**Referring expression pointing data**

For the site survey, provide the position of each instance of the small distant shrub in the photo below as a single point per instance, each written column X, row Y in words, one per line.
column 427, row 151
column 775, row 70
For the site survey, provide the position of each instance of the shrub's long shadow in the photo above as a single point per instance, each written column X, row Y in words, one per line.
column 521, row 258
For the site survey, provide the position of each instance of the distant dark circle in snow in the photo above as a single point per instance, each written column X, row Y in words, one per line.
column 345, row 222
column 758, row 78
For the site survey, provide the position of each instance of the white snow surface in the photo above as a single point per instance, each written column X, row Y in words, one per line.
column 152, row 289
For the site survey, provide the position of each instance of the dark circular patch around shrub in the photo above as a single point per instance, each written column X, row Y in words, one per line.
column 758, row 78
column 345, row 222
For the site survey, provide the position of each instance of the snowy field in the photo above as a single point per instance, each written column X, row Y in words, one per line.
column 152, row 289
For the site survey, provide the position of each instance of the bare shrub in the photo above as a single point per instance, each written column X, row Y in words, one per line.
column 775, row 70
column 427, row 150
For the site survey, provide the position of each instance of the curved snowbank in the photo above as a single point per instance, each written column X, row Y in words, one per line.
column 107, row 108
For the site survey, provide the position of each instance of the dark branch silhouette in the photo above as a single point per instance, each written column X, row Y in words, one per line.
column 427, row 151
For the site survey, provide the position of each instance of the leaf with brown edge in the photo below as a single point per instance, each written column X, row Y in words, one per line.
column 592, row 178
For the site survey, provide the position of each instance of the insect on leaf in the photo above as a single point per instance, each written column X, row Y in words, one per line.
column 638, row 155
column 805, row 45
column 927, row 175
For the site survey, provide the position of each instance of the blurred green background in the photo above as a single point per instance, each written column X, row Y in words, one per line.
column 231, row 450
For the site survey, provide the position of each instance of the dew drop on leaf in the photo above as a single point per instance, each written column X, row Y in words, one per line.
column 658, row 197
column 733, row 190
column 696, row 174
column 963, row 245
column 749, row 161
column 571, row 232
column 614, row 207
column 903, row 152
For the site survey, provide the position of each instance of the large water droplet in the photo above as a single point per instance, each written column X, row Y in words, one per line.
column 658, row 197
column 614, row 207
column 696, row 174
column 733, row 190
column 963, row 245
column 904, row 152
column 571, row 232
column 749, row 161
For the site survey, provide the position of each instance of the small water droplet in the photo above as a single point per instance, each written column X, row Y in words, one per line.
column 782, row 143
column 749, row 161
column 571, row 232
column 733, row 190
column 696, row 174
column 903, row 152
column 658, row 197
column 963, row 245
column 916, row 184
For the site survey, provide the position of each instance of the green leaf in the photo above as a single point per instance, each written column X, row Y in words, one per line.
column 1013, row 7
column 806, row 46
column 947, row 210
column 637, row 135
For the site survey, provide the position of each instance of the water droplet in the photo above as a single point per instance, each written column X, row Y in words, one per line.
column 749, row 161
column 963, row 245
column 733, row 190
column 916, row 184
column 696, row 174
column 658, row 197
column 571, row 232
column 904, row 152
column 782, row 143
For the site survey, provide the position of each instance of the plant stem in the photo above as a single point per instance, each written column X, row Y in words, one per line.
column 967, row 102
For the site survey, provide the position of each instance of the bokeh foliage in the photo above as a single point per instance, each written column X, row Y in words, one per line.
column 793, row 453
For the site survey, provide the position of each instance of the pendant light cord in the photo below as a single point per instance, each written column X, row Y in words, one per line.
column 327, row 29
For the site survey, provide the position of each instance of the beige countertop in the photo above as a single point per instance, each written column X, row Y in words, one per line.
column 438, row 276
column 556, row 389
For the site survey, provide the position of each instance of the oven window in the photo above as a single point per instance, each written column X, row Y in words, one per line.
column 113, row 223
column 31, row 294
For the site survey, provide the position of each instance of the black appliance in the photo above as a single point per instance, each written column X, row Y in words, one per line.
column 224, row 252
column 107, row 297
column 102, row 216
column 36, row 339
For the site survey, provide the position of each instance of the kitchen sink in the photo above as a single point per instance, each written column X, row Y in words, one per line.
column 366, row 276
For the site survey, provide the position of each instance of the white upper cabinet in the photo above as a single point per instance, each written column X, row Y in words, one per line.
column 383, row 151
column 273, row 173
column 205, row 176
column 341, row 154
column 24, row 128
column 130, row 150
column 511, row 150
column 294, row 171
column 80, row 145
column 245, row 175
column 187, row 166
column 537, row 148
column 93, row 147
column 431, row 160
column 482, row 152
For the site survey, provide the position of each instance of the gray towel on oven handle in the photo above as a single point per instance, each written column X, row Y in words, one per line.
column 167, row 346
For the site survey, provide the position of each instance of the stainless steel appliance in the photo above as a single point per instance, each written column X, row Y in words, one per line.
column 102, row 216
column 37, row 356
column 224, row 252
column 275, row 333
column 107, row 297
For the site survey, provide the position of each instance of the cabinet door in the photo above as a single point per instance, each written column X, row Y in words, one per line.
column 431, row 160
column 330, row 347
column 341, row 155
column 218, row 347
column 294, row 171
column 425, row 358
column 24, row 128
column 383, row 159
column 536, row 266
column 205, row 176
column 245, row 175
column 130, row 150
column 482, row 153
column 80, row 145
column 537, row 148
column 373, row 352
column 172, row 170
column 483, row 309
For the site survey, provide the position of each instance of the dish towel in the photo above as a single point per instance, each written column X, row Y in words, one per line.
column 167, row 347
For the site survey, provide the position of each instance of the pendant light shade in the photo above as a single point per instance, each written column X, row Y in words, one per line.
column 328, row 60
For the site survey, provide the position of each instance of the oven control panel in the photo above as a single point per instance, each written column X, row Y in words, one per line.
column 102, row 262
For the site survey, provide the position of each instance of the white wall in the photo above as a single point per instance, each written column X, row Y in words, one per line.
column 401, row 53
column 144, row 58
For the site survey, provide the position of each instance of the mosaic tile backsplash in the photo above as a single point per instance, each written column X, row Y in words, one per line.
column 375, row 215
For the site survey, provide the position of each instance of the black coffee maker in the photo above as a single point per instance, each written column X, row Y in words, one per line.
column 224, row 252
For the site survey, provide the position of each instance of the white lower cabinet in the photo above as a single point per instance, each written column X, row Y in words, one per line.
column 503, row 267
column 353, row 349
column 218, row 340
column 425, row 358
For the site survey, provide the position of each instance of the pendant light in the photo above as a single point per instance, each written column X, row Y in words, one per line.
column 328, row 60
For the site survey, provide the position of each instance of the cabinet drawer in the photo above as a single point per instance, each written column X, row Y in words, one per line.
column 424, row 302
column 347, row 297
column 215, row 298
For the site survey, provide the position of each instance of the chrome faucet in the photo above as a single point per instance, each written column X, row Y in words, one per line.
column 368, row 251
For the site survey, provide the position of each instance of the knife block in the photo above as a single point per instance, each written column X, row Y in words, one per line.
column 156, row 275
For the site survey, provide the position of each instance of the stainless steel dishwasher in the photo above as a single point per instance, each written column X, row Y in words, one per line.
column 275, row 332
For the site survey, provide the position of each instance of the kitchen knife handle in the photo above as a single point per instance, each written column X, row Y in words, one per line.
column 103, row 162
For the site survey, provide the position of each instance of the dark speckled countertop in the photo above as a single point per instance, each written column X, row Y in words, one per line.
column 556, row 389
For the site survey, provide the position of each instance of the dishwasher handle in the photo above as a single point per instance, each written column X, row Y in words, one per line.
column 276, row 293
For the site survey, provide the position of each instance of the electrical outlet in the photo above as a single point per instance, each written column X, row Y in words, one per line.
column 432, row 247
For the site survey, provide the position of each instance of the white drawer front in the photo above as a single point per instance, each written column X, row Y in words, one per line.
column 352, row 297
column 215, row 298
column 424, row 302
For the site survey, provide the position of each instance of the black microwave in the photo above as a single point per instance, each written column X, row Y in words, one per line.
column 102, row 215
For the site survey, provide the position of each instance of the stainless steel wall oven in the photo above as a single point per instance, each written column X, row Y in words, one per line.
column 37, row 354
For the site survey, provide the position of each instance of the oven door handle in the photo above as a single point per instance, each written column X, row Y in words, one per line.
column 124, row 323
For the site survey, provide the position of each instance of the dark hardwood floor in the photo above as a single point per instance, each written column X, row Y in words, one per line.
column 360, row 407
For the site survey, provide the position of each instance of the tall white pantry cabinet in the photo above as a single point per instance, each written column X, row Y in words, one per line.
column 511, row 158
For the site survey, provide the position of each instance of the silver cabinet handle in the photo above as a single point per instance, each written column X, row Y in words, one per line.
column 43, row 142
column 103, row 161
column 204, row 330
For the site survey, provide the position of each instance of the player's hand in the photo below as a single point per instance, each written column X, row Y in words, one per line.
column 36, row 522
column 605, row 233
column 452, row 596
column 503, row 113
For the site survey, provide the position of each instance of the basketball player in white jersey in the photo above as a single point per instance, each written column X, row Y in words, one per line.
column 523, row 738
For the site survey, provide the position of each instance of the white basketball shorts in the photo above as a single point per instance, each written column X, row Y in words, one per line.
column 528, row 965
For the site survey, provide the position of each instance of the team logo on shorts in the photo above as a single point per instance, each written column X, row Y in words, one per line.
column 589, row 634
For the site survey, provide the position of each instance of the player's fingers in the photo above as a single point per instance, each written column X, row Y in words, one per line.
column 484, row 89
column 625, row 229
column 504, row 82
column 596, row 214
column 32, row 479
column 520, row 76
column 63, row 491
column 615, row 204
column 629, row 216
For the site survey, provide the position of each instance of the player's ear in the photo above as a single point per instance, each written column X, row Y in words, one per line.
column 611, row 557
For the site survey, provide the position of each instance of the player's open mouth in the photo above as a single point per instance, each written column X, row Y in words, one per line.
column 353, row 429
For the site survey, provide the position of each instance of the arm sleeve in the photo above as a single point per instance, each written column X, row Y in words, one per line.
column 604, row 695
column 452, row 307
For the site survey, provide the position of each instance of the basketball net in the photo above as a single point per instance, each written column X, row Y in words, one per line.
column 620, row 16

**ASSIGNMENT**
Once the line with "the player's fingers" is found, write out that line and every one after it through the last line of the records, exactly and with nothing else.

**OUTPUT FOR THIS EXERCISE**
For the site survey, provide the position of each instance of the player's fingers in the photo above as a single point per instance, each written column X, row Y in words, one per line.
column 484, row 89
column 625, row 229
column 504, row 82
column 596, row 214
column 32, row 479
column 520, row 76
column 63, row 491
column 615, row 204
column 629, row 216
For the site survey, provide the position of each instance of the player's ear in the photo above as a single point per instance, each written column X, row Y in words, one per line.
column 611, row 557
For the site survey, provide the position of each instance of the player's open mouth in the photo above as a single point per instance, each written column X, row Y in words, one per line.
column 353, row 429
For the site survey, provide the position of each instance of the arm sleeve in the photo above as a single point per instance, each written column X, row Y in words, one per line.
column 604, row 695
column 452, row 307
For the site survey, provide the position of each instance of the basketball net in the photo above as a single point per instance, each written column X, row Y in words, one per line.
column 620, row 16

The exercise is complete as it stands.